- _DOCUMENT SEGMENT_:
Capital is merely a convenient way of storing all that. Store in ways of saving it for later use; convenient in that it's easily transferable. 

So there's no difference between money and capital - if you think about it.

That is, an investor with capital/cash are putting in labour in the form of having the cash unleashing its hiring/purchasing power to bring in both machineries and human labour etc; The guy with the bright ideas but no cash bring in his own muscles to the party.

So it's not labour being pure and good... both capital and labour are the one and the same.

This is why some rich people would tell you they don't really care much for money. I mean, as long they can get what they want, who cares for money. If others are perfectly willing to trade their resources for printed sheets of paper or painted gold rocks, money is meaningless - it'd be whatever means technology can make it - as long as the market agree and accept it.


----------



## Value Collector (9 August 2016)

luutzu said:


> What I'm saying is that all capital are ultimately the result of labour. And labour here don't just mean the hand and physical human labour... but the brainy and brawny labour and all that results from human creativity and inventiveness.

- _RECORDS SHOWN_:
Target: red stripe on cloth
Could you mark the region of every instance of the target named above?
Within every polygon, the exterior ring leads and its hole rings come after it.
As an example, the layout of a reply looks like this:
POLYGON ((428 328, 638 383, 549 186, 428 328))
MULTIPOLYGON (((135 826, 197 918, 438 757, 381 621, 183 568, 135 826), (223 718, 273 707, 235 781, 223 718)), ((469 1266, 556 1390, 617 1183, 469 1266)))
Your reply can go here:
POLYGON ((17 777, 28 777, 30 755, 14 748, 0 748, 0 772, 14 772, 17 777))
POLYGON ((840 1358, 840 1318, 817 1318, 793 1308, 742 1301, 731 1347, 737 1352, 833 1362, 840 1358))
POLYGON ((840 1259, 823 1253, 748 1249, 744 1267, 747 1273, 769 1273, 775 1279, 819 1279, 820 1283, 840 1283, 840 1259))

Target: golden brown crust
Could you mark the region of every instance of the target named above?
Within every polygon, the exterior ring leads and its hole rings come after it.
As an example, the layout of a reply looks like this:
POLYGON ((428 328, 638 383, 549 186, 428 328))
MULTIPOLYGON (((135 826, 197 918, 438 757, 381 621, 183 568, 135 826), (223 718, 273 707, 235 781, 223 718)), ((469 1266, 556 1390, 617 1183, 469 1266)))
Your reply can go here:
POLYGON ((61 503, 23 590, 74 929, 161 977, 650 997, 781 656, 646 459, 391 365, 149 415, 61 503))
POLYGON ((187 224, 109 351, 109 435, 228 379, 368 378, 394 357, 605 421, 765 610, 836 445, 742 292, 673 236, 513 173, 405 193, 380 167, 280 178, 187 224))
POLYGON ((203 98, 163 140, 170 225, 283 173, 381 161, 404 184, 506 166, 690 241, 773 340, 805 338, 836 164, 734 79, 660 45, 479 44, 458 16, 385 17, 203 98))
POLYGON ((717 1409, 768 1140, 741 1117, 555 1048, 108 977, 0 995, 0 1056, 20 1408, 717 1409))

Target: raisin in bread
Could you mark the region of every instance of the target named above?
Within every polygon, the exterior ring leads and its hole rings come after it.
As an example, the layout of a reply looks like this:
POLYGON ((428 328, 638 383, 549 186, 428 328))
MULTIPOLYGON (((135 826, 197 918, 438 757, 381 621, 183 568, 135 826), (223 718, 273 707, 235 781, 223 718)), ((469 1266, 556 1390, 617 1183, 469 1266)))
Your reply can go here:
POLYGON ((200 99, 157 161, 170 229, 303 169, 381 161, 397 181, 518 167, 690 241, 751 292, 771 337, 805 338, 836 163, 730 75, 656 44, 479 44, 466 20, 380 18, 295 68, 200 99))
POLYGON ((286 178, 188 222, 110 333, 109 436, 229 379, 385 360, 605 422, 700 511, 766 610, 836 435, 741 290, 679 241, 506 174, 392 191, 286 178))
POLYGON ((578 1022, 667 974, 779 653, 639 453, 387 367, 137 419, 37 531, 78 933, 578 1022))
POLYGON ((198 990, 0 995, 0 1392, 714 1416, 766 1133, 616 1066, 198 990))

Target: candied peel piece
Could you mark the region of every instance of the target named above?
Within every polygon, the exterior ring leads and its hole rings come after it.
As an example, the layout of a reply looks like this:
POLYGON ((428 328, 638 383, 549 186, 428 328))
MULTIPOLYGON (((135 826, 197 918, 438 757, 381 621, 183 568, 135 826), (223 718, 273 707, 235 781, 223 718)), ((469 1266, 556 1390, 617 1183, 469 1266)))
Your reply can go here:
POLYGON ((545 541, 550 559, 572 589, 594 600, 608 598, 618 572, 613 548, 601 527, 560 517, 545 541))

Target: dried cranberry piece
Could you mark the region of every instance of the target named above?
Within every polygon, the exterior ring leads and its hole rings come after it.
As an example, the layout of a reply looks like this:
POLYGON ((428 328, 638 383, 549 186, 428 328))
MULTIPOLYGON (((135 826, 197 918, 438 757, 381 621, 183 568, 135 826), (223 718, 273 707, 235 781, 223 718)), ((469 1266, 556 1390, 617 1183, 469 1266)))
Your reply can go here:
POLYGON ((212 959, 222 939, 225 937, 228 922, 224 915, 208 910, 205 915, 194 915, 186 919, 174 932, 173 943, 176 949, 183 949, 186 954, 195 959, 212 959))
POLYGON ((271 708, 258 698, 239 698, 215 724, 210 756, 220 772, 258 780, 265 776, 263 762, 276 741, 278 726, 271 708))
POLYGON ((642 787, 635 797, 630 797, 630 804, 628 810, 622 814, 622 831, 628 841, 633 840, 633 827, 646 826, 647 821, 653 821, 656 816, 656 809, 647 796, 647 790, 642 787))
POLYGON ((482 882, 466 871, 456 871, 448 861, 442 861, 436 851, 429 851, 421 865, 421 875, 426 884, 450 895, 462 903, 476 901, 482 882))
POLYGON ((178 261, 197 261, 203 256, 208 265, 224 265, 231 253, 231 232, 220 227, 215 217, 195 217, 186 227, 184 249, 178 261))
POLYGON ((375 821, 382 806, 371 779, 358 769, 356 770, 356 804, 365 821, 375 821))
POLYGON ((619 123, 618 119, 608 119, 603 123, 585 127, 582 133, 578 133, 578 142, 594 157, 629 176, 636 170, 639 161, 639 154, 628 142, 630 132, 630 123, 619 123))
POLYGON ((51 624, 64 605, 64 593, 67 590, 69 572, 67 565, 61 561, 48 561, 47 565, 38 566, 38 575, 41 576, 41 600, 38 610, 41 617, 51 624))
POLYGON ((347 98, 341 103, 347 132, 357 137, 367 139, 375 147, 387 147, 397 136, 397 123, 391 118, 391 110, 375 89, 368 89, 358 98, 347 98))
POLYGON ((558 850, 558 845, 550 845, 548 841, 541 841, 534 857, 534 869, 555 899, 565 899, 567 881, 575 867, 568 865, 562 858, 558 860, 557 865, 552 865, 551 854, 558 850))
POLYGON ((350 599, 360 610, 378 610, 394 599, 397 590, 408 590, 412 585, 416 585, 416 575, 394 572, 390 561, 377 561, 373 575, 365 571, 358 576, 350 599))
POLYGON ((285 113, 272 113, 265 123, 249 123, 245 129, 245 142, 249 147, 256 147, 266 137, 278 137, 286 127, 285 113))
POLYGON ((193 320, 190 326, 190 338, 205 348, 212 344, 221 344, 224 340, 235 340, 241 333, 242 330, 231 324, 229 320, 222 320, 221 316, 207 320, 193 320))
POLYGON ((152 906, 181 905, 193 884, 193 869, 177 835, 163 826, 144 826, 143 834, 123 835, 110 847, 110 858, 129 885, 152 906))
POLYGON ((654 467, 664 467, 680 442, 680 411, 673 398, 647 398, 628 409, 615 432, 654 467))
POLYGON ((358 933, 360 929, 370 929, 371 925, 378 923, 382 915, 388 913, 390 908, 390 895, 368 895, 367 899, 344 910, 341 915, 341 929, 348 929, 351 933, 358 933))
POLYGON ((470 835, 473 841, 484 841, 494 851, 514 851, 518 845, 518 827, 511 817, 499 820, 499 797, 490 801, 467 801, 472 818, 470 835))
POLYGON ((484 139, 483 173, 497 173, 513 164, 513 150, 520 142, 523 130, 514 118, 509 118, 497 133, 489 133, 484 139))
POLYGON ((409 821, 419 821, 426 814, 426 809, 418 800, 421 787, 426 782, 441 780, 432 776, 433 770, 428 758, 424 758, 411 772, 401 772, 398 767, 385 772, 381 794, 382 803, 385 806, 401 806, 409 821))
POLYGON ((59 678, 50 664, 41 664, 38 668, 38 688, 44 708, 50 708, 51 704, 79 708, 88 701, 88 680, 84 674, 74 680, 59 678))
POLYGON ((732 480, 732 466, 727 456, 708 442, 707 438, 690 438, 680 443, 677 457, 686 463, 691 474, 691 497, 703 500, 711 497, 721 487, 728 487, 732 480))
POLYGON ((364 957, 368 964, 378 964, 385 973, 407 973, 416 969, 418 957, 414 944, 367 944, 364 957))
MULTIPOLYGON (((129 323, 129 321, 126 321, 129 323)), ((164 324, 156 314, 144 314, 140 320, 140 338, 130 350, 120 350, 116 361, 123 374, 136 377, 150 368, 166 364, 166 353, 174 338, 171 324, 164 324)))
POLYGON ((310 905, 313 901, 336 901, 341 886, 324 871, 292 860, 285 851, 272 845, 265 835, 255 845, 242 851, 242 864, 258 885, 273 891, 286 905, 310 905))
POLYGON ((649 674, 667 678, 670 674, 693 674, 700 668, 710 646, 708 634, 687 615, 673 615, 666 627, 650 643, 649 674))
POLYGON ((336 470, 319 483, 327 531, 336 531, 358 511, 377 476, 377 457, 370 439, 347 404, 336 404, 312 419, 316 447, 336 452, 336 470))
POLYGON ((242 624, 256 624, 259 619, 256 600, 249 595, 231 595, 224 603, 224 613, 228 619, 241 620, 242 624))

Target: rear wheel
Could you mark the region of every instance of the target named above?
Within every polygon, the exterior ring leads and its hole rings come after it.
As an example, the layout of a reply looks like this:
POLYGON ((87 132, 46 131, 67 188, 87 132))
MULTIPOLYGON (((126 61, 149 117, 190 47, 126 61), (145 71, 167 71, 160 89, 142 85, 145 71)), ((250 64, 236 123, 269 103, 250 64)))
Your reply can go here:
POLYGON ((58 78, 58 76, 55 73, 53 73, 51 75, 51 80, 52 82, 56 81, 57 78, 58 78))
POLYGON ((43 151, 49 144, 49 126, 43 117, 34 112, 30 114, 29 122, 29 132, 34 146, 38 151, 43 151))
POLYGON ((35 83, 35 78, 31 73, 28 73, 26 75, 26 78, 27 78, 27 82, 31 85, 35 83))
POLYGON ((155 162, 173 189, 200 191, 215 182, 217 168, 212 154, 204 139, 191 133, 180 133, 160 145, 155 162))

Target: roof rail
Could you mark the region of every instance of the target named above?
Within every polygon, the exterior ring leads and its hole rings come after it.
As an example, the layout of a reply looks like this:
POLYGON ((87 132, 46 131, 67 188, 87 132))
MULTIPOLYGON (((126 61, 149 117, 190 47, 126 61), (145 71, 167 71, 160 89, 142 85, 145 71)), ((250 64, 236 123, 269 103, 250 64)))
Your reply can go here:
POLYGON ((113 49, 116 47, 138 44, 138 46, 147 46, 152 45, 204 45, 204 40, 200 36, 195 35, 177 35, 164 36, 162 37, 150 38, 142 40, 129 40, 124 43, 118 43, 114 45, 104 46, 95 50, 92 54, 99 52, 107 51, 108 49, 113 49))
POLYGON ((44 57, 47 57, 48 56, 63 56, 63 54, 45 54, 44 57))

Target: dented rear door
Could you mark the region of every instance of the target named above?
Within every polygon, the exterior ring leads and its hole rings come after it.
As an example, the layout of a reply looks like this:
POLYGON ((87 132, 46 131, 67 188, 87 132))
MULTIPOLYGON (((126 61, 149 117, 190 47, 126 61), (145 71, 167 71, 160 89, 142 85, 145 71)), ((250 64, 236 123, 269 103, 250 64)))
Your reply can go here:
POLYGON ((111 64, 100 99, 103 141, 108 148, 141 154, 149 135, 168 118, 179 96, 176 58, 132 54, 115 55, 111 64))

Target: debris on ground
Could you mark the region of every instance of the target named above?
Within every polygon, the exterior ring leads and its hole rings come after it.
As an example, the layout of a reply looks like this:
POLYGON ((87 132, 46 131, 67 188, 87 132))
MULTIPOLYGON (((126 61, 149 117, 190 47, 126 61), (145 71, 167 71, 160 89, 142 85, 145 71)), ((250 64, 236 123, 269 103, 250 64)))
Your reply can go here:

- _WHAT THE EXERCISE ASKS_:
From the forum thread on capital and labour, list everything that the investor with cash and the person with bright ideas but no cash are each said to bring in.

- _SOLVED PROBLEM_:
The investor with cash brings in:
- machineries
- human labour

The person with bright ideas but no cash brings in:
- his own muscles